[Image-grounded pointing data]

- Opening Delimiter -

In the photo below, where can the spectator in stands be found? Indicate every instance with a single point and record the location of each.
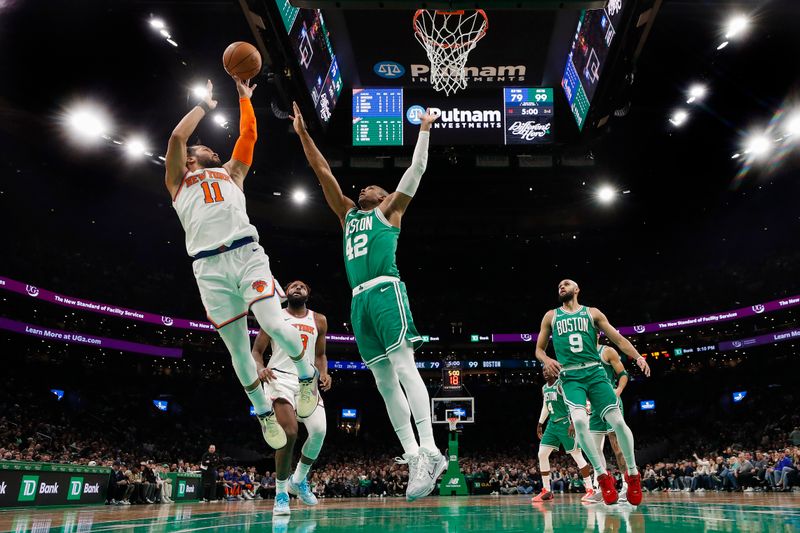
(164, 483)
(794, 437)
(208, 467)
(783, 466)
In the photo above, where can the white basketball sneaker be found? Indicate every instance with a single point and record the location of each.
(430, 465)
(272, 431)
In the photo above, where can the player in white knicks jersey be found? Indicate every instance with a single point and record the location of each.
(231, 268)
(282, 386)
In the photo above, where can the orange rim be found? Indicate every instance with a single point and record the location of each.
(425, 38)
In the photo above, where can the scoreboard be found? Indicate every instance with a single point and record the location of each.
(390, 116)
(378, 117)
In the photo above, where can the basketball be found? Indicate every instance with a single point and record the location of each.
(241, 59)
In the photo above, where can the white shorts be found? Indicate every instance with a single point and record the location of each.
(286, 386)
(232, 281)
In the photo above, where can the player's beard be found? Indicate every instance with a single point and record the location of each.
(297, 301)
(208, 162)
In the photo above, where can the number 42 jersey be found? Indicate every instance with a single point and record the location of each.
(370, 245)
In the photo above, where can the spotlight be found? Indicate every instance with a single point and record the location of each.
(200, 92)
(606, 194)
(299, 196)
(679, 117)
(697, 92)
(88, 123)
(792, 124)
(758, 146)
(736, 26)
(220, 119)
(135, 148)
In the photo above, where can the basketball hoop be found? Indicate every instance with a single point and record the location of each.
(452, 421)
(448, 37)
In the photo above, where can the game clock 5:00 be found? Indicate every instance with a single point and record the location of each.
(389, 116)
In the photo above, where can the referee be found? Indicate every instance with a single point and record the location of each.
(208, 464)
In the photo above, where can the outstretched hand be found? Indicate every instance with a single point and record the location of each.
(643, 366)
(297, 119)
(209, 96)
(244, 87)
(426, 119)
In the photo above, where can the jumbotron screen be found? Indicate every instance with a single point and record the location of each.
(390, 116)
(593, 37)
(312, 47)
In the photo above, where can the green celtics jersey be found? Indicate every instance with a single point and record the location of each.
(612, 376)
(370, 244)
(555, 402)
(574, 337)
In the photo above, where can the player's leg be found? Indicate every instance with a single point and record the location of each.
(316, 425)
(284, 412)
(373, 352)
(258, 288)
(397, 407)
(544, 468)
(602, 396)
(419, 400)
(237, 340)
(575, 395)
(394, 325)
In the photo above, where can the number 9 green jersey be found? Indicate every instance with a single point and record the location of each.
(370, 245)
(574, 337)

- Closing Delimiter -

**Work instruction:** When you repeat the data, keep it exact and drop every picture.

**Answer for the task:**
In the photo below, where can the spectator in stands be found? Indicate every instance with a single point and record the location of each.
(164, 483)
(794, 437)
(208, 467)
(783, 466)
In the photo above, where can the white basketball sneaker be found? Indicate every instance with a single point and record the location of each.
(430, 465)
(272, 431)
In the photo above, where can the player in white knicks jersey be found? Indicate every instance with a single point and record the location of each.
(231, 268)
(282, 386)
In the photo above, where can the orange rim be found? Indicate every instance with a single point and record the location of each.
(425, 38)
In the photo above, where can the scoreboard be found? Indicate every instance with a single point and record the location of each.
(390, 116)
(378, 117)
In the photo above, where can the basketball be found? Indicate every instance with a single point and record the location of each.
(241, 59)
In the photo above, where can the white shorts be found? Indicate every instance with a single point and record the location of each.
(286, 386)
(232, 281)
In the photo above, where can the player's beard be found? Indicate every instance with a single point and record the location of each.
(297, 301)
(208, 162)
In the photo above, where can the number 42 jersey be found? Indicate every instance with a single point and record the location of each.
(370, 245)
In the photo above, where can the spotlight be found? Indicate every instance with a single point and record the location of each.
(200, 92)
(606, 194)
(299, 196)
(679, 117)
(697, 92)
(88, 123)
(792, 124)
(758, 146)
(736, 26)
(220, 119)
(135, 148)
In the photo above, where can the basketball hoop be found? Indicate every instance with a single point and record the location of each.
(452, 421)
(448, 37)
In the photo above, where can the game clock 5:00 be found? Indicate every instance with a single point and record the location of each.
(389, 116)
In the photo above, where can the referee be found? Indicate every instance with a single point and record the location of each.
(208, 464)
In the photo above, where can the outstretched hand be found? Indicate every instance with a single point and record the location of each.
(643, 366)
(297, 119)
(209, 96)
(244, 87)
(426, 119)
In the photo above, where can the jumbotron screen be found? Indicate every instance with a single point and record the location of each.
(390, 116)
(593, 37)
(312, 47)
In the photo above, where can the green celtics jersey be found? Indicate every instance with a single point and record the location of each.
(612, 376)
(370, 244)
(555, 402)
(574, 337)
In the photo above, where can the player's leg be found? Indicate every instance with a single point and record the location of each.
(316, 425)
(284, 412)
(373, 352)
(258, 288)
(397, 407)
(544, 468)
(602, 396)
(419, 400)
(237, 340)
(575, 395)
(394, 325)
In the photo above, where can the number 9 green jersey be found? Indicate every instance with a single point and record the location of each.
(370, 245)
(574, 337)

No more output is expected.